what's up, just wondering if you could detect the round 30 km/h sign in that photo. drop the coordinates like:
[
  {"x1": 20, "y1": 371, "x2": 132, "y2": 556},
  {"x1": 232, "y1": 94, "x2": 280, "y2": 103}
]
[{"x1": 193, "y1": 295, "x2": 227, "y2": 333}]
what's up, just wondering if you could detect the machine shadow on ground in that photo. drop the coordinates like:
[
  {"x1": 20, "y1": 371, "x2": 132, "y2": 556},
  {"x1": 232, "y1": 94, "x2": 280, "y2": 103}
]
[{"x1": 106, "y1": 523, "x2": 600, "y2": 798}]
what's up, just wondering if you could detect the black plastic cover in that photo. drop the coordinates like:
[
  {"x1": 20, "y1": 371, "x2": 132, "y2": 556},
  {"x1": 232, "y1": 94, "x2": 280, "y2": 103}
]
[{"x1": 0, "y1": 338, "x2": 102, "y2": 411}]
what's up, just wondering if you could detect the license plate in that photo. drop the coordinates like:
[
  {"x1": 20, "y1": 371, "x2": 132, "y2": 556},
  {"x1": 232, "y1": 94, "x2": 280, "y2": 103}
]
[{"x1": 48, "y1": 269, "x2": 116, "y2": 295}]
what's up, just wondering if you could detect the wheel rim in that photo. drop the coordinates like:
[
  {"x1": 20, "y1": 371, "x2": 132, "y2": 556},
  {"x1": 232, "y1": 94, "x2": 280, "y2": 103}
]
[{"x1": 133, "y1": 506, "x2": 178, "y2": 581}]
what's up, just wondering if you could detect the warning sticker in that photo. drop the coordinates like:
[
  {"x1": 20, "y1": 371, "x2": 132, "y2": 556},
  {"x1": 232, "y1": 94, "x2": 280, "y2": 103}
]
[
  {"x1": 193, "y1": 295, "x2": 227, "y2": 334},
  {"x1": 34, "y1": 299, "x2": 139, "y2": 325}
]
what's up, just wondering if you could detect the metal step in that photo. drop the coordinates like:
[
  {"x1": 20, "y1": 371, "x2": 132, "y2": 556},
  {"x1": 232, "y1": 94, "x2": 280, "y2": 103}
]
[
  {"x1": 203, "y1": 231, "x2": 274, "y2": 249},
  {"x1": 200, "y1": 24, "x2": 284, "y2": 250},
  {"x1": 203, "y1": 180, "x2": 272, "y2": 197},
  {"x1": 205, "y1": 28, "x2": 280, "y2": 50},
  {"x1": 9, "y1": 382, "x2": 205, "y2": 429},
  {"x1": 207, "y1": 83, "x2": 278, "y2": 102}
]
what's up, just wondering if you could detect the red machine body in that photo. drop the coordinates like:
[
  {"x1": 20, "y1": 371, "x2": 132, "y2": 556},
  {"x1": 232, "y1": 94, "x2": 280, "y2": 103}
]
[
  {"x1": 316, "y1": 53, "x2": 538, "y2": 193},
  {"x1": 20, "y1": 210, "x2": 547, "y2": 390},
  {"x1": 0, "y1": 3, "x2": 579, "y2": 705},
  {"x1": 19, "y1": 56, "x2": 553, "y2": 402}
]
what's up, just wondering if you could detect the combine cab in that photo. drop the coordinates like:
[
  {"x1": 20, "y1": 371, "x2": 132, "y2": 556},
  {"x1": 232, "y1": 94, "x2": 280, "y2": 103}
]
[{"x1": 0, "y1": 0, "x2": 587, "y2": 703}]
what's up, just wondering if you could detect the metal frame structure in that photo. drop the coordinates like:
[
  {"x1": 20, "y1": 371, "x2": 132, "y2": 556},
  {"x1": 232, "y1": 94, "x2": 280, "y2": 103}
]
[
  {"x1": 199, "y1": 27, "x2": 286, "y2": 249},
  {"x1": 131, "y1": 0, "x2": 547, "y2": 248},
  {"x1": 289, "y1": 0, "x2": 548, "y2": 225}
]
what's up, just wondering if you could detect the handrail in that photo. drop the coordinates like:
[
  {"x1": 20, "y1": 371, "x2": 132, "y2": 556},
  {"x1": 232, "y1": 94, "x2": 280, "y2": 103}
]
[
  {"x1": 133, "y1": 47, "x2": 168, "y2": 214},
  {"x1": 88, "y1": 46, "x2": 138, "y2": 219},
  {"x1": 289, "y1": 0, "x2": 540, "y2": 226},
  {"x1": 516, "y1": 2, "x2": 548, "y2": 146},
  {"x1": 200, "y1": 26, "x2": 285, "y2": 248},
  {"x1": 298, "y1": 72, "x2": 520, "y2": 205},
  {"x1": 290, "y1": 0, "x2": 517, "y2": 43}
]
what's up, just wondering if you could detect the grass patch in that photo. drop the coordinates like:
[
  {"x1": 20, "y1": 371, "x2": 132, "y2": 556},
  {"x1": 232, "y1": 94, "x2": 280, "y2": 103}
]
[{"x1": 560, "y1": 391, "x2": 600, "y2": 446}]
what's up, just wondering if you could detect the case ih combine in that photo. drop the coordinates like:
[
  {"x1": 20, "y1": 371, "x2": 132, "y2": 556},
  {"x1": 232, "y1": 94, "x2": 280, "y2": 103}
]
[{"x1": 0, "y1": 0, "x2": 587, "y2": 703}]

....

Return only the number of lines in the data that contain "combine".

TASK OUTPUT | 2